A word to graduates: stay positive, stay optimistic; never retire

It’s easy to get a little down these days in the face of tensions in the world, the tragic events that make headlines way too often and the hyper-partisanship that prevails in American politics.

If you want a lift out those doldrums, attend a graduation ceremony, as I did Saturday for Moraine Park Technical College (MPTC) in Fond du Lac. More than 800 students in 85 different disciplines received associate degrees or technical diplomas, and they are now skilled and ready to take on the world. The country needs every one of them.

Mike StaraI, MPTC board chairman, and President Bonnie Baerwald gave me the privilege of addressing the 1000 people in the audience. What do you say that they haven’t heard before. I tried to avoid the bromides. Here’s most of my shot at it:
“It’s the best of times to be young graduate, or even somewhat young at heart, to be of sound mind, skilled, ready for the world.

“The times today remind me of when I graduated from college almost 60 years ago. Jobs were everywhere. I and my dewy-eyed classmates were in high demand. We had lots of employment options.

“Likewise, you have picked a fine time to graduate. Your sense of timing (or your parents’ two decades ago) was right on.

“The unemployment rate here is less than 3%, and there are an estimated 90,000 open jobs in Wisconsin. Just a decade ago, in the middle of the Great Recession, companies like mine were laying off, not hiring.

“We had to slash our education and training budgets; we were unable to invest in young people.

“It took a decade to repair the damage done by the big banks, the Wall Street hot shots and the politcos inside the beltway. The American people sucked it up, stayed positive and kept working. Their efforts, not those of political leaders claiming victory, revived and reinvented the U.S. economy.

“The hard-working adults of this country, the everyday Americans, your parents, presented you with a great gift, a strong and growing economy.

“I’ll bet most of you have already found jobs – good jobs – at a time when wages are rising in a healthy way.

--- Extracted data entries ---
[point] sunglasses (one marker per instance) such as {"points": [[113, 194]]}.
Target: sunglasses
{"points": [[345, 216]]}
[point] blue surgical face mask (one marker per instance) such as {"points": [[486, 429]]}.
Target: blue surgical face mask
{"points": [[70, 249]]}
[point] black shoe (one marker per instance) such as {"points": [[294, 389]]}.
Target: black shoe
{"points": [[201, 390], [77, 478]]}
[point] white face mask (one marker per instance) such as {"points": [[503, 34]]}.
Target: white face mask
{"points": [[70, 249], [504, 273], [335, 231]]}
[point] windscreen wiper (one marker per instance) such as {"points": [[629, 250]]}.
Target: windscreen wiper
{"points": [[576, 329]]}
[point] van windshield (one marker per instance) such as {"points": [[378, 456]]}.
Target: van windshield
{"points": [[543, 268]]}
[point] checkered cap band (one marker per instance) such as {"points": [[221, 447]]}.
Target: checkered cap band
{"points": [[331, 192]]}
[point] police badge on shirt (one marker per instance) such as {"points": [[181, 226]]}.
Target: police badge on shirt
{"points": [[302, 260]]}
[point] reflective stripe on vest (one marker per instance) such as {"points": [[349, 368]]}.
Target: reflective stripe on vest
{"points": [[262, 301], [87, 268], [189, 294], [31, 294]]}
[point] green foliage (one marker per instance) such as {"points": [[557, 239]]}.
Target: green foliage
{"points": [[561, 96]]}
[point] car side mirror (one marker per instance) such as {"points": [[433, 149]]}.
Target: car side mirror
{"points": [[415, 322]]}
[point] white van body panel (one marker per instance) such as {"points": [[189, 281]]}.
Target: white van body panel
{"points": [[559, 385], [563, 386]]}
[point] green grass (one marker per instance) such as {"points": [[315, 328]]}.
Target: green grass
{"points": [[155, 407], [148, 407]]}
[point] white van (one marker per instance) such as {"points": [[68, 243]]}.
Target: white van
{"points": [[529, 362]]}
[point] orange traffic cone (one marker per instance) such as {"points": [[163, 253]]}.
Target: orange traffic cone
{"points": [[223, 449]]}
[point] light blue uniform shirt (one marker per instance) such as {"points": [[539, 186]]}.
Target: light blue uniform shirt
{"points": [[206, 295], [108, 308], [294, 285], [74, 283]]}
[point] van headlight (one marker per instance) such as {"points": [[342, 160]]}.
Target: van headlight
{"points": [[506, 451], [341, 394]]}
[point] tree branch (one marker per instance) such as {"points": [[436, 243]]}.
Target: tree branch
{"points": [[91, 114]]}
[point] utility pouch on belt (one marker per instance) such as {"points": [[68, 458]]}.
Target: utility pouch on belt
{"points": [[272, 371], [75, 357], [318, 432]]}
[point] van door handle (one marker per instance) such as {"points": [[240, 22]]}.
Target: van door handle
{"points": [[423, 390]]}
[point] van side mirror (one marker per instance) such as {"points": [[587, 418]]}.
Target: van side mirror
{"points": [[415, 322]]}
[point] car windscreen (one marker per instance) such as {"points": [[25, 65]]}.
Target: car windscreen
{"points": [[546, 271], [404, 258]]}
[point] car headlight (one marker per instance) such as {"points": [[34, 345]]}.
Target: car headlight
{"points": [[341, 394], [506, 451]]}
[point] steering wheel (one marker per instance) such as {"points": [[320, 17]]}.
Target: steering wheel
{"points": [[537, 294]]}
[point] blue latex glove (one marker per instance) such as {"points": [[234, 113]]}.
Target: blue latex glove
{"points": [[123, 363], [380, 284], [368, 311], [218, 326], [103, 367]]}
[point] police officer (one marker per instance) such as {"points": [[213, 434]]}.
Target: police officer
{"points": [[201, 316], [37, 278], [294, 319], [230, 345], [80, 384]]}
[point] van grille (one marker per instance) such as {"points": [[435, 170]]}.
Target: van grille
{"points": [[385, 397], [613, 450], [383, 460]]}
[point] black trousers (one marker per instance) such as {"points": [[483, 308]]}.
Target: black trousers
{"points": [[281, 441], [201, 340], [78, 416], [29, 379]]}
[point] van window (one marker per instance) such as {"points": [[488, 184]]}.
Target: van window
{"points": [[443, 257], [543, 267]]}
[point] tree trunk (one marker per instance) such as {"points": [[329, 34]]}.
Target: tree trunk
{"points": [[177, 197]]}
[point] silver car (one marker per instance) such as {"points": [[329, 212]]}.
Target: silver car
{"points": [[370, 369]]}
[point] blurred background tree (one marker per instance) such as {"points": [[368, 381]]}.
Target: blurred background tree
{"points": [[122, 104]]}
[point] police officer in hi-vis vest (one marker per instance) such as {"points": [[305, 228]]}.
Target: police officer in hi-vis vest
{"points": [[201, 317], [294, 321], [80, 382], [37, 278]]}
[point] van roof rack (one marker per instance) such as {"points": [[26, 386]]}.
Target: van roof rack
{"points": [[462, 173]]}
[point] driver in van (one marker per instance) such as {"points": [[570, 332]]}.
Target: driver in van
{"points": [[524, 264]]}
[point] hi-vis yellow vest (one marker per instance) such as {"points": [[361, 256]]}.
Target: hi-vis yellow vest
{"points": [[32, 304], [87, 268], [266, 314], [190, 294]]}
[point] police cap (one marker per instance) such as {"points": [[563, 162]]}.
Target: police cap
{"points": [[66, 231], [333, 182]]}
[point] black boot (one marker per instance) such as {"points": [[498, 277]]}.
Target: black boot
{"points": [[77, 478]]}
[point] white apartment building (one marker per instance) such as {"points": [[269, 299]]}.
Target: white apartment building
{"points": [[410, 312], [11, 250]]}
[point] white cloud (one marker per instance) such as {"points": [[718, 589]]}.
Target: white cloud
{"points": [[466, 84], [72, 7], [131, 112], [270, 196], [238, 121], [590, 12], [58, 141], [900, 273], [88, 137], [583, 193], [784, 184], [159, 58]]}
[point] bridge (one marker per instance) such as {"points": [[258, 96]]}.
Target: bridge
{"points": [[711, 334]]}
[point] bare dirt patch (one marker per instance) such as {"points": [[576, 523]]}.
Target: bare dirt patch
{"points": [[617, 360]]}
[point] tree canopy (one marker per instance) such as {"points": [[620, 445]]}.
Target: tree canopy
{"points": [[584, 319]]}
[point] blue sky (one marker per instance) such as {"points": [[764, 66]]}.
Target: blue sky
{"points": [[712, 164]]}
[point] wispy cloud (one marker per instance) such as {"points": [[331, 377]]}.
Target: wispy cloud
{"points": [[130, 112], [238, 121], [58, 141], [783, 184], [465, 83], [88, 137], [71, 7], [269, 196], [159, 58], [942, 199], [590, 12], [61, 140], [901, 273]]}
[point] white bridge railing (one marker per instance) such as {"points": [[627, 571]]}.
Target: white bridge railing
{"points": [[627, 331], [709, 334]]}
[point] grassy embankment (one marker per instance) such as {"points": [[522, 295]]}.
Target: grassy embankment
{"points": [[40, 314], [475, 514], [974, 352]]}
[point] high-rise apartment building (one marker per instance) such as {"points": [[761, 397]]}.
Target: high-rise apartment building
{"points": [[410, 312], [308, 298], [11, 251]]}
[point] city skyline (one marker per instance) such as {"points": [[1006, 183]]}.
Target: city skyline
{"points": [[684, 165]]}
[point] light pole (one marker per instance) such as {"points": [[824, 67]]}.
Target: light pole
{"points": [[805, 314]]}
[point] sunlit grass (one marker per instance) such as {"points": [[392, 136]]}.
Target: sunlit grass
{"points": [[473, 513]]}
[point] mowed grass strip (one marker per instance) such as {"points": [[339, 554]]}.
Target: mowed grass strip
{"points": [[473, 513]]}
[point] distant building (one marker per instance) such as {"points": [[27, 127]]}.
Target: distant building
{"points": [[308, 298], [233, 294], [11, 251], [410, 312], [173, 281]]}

--- Short problem 1 ---
Retype the stretch of the graduation column from "Mike StaraI, MPTC" through "off, not hiring.".
--- Short problem 2 ---
According to the graduation column, how many open jobs are there in Wisconsin?
These entries were taken from a different source than the graduation column.

--- Complete output 1 ---
Mike StaraI, MPTC board chairman, and President Bonnie Baerwald gave me the privilege of addressing the 1000 people in the audience. What do you say that they haven’t heard before. I tried to avoid the bromides. Here’s most of my shot at it:
“It’s the best of times to be young graduate, or even somewhat young at heart, to be of sound mind, skilled, ready for the world.

“The times today remind me of when I graduated from college almost 60 years ago. Jobs were everywhere. I and my dewy-eyed classmates were in high demand. We had lots of employment options.

“Likewise, you have picked a fine time to graduate. Your sense of timing (or your parents’ two decades ago) was right on.

“The unemployment rate here is less than 3%, and there are an estimated 90,000 open jobs in Wisconsin. Just a decade ago, in the middle of the Great Recession, companies like mine were laying off, not hiring.

--- Complete output 2 ---
An estimated 90,000.